### GOAL OF THE EXERCISE
Write the lines as a JSON list of strings, one string per line and no blank lines, covering the stretch from the line containing "of the church" through the end of the records.

· · · ·

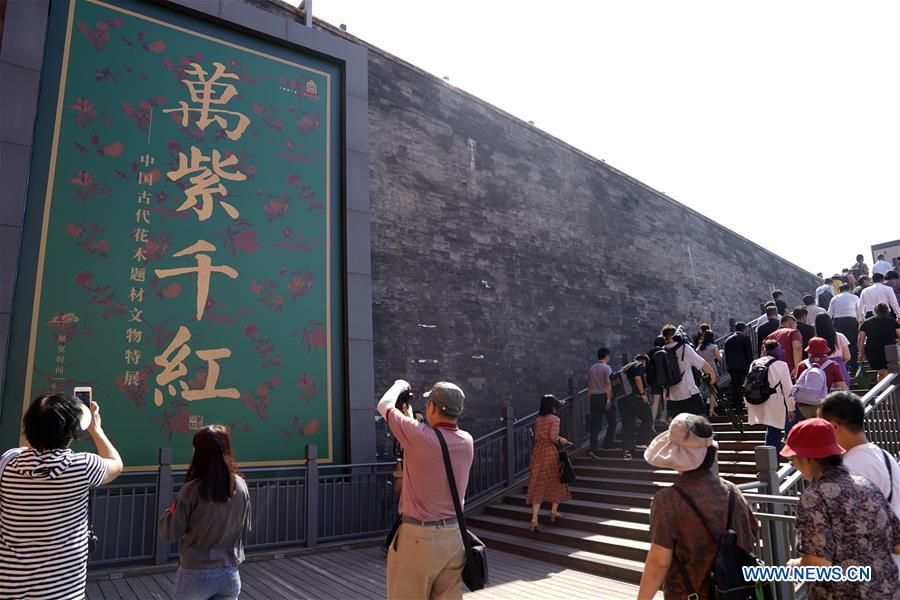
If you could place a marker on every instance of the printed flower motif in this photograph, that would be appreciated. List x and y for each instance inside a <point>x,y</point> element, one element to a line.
<point>308,387</point>
<point>83,179</point>
<point>85,113</point>
<point>114,149</point>
<point>84,280</point>
<point>313,336</point>
<point>301,284</point>
<point>245,241</point>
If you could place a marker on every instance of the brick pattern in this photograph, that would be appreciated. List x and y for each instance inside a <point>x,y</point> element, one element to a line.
<point>502,258</point>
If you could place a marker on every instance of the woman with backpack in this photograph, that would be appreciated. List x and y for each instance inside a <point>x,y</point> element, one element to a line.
<point>544,484</point>
<point>841,520</point>
<point>838,344</point>
<point>710,352</point>
<point>210,516</point>
<point>767,390</point>
<point>816,376</point>
<point>688,518</point>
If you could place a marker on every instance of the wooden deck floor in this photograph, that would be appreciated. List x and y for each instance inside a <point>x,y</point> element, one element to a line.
<point>359,573</point>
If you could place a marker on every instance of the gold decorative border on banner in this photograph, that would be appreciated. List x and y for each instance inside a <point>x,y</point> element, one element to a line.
<point>35,313</point>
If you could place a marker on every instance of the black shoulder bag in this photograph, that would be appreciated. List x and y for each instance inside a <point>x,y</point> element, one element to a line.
<point>475,573</point>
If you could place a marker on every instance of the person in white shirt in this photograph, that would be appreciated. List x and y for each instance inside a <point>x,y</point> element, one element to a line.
<point>778,409</point>
<point>875,294</point>
<point>825,287</point>
<point>882,266</point>
<point>812,311</point>
<point>763,317</point>
<point>845,412</point>
<point>684,396</point>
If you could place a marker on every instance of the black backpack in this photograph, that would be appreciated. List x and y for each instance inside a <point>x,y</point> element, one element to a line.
<point>621,381</point>
<point>726,577</point>
<point>756,386</point>
<point>664,366</point>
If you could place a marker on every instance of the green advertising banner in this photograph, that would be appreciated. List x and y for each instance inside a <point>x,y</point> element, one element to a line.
<point>189,267</point>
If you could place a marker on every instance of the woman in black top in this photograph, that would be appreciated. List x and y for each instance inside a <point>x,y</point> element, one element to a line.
<point>875,333</point>
<point>210,516</point>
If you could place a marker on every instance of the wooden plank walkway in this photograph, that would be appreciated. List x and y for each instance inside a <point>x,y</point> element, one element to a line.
<point>359,573</point>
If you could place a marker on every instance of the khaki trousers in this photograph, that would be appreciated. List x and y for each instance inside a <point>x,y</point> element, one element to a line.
<point>425,563</point>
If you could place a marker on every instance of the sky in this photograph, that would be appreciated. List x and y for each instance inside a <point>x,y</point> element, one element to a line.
<point>778,120</point>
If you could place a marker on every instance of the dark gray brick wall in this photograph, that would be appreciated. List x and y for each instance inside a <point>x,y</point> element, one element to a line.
<point>503,258</point>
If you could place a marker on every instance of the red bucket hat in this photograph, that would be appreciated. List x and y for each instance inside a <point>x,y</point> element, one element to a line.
<point>817,346</point>
<point>812,438</point>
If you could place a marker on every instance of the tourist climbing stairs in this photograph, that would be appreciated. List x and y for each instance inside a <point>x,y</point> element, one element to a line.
<point>605,527</point>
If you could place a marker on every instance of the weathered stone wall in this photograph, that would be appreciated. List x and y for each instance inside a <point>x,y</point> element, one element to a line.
<point>503,258</point>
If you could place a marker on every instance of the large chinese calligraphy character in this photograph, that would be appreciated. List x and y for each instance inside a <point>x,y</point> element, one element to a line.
<point>207,183</point>
<point>208,93</point>
<point>203,270</point>
<point>173,368</point>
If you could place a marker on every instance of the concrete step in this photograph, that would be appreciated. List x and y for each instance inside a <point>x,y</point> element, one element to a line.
<point>603,472</point>
<point>590,562</point>
<point>616,511</point>
<point>561,535</point>
<point>605,526</point>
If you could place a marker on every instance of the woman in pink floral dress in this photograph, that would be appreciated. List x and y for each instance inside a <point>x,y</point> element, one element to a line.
<point>544,484</point>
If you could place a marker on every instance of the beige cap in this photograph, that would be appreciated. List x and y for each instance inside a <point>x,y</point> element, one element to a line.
<point>678,448</point>
<point>448,397</point>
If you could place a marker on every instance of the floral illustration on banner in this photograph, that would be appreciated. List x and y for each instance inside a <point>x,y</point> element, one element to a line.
<point>313,336</point>
<point>308,387</point>
<point>293,240</point>
<point>87,234</point>
<point>267,294</point>
<point>87,187</point>
<point>300,284</point>
<point>142,113</point>
<point>268,114</point>
<point>98,35</point>
<point>259,402</point>
<point>239,237</point>
<point>136,387</point>
<point>292,153</point>
<point>263,347</point>
<point>114,149</point>
<point>176,418</point>
<point>85,112</point>
<point>101,295</point>
<point>305,194</point>
<point>308,123</point>
<point>156,46</point>
<point>300,429</point>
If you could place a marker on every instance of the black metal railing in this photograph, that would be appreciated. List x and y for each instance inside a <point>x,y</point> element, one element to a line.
<point>309,504</point>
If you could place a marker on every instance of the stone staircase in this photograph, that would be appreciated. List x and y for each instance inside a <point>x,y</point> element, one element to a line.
<point>605,527</point>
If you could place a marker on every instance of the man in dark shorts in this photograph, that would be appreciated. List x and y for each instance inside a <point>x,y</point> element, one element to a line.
<point>875,333</point>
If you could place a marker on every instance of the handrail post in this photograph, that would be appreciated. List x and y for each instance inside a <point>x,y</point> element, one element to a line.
<point>165,487</point>
<point>509,421</point>
<point>574,413</point>
<point>767,472</point>
<point>311,490</point>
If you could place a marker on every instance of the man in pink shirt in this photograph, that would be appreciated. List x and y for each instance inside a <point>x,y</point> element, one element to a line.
<point>426,557</point>
<point>791,340</point>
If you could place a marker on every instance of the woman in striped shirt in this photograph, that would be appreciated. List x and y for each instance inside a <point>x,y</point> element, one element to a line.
<point>44,491</point>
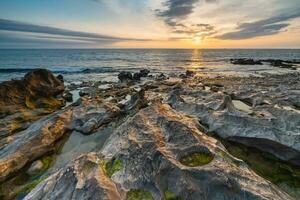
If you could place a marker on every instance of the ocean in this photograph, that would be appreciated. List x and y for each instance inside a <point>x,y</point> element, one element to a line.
<point>105,64</point>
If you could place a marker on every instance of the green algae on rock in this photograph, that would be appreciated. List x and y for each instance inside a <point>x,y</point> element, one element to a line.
<point>171,196</point>
<point>138,194</point>
<point>111,167</point>
<point>281,173</point>
<point>196,159</point>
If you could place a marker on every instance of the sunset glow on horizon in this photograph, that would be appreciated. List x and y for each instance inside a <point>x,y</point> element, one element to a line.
<point>149,24</point>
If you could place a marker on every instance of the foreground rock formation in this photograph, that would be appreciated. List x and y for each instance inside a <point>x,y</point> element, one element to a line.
<point>26,100</point>
<point>151,147</point>
<point>160,143</point>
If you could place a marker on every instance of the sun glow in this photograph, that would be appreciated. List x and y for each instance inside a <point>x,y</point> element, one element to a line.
<point>197,40</point>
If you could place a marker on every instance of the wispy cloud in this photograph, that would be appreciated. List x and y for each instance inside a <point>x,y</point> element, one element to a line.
<point>177,10</point>
<point>269,26</point>
<point>10,25</point>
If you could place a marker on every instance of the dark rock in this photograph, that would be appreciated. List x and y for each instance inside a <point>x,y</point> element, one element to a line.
<point>26,100</point>
<point>161,77</point>
<point>189,73</point>
<point>68,96</point>
<point>144,72</point>
<point>182,76</point>
<point>137,76</point>
<point>32,143</point>
<point>245,61</point>
<point>60,77</point>
<point>157,151</point>
<point>125,76</point>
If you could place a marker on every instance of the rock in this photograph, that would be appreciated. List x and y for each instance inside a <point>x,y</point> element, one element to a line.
<point>136,76</point>
<point>189,73</point>
<point>33,142</point>
<point>157,153</point>
<point>245,61</point>
<point>26,100</point>
<point>281,64</point>
<point>84,179</point>
<point>266,127</point>
<point>142,73</point>
<point>125,76</point>
<point>161,77</point>
<point>68,96</point>
<point>35,167</point>
<point>60,77</point>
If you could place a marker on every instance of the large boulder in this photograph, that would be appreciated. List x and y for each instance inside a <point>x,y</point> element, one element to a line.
<point>26,100</point>
<point>157,154</point>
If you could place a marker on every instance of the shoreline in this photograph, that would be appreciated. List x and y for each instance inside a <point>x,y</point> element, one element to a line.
<point>255,112</point>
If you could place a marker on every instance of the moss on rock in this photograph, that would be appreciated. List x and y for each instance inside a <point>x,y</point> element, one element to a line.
<point>196,159</point>
<point>111,167</point>
<point>171,196</point>
<point>138,194</point>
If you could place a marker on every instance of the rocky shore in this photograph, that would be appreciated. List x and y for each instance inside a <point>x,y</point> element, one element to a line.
<point>150,137</point>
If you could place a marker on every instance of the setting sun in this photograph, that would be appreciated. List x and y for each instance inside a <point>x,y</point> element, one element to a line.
<point>197,40</point>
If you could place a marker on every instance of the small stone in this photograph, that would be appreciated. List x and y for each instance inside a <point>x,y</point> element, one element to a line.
<point>189,73</point>
<point>125,76</point>
<point>68,97</point>
<point>60,77</point>
<point>35,167</point>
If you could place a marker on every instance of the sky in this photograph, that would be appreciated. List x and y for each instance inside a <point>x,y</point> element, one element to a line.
<point>149,24</point>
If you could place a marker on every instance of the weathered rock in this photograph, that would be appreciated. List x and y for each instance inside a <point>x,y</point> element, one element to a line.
<point>85,179</point>
<point>189,73</point>
<point>68,96</point>
<point>144,72</point>
<point>89,116</point>
<point>35,167</point>
<point>125,76</point>
<point>245,61</point>
<point>157,152</point>
<point>161,77</point>
<point>26,100</point>
<point>269,128</point>
<point>60,77</point>
<point>33,142</point>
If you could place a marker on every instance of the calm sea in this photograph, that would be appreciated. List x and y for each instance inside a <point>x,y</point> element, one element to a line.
<point>95,64</point>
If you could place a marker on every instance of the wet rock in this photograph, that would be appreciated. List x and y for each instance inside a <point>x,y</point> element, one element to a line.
<point>142,73</point>
<point>37,89</point>
<point>60,77</point>
<point>33,142</point>
<point>245,61</point>
<point>125,76</point>
<point>150,152</point>
<point>68,96</point>
<point>264,126</point>
<point>161,77</point>
<point>189,73</point>
<point>281,64</point>
<point>35,167</point>
<point>84,179</point>
<point>136,76</point>
<point>24,101</point>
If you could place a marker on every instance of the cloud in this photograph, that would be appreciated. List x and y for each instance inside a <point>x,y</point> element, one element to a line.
<point>10,25</point>
<point>176,11</point>
<point>269,26</point>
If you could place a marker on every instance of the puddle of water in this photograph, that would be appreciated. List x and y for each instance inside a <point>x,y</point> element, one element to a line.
<point>242,106</point>
<point>206,88</point>
<point>283,174</point>
<point>104,86</point>
<point>79,144</point>
<point>288,108</point>
<point>76,96</point>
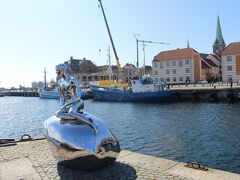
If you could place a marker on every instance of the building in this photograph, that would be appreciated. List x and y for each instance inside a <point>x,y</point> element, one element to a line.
<point>86,71</point>
<point>231,62</point>
<point>177,66</point>
<point>210,67</point>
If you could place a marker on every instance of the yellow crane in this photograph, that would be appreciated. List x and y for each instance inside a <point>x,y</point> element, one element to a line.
<point>113,46</point>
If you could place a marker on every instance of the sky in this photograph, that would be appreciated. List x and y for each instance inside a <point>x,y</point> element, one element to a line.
<point>43,33</point>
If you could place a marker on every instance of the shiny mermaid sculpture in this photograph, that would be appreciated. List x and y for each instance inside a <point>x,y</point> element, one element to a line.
<point>78,139</point>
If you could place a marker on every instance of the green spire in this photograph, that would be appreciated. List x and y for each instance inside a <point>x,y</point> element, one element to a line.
<point>188,46</point>
<point>219,38</point>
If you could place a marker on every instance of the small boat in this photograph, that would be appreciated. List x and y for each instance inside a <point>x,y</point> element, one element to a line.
<point>49,94</point>
<point>143,90</point>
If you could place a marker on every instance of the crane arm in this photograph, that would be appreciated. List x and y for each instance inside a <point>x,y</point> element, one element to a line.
<point>110,36</point>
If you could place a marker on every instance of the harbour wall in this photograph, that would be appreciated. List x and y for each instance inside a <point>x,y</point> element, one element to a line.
<point>226,94</point>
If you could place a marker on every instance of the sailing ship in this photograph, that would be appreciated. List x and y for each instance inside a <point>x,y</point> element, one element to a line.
<point>141,89</point>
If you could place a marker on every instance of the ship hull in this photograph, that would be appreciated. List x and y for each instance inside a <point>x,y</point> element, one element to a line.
<point>108,95</point>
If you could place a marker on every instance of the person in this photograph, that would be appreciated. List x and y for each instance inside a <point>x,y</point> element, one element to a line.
<point>70,97</point>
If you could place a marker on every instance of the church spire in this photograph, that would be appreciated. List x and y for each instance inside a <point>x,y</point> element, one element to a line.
<point>219,37</point>
<point>188,46</point>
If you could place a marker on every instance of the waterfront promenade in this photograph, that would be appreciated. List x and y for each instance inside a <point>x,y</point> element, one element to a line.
<point>33,160</point>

· · · ·

### RESULT BELOW
[
  "If you could place a marker on every instance of the church spire in this photograph, that would be appreciated. List x and y for each instance inside a <point>x,y</point> element, one element to a line.",
  "<point>219,37</point>",
  "<point>188,46</point>",
  "If you could place a marker on every instance of the waterfront promenade in this photograph, that would be appreciated. List x and y for each instance inside a <point>x,y</point> element, one element to a line.",
  "<point>33,160</point>"
]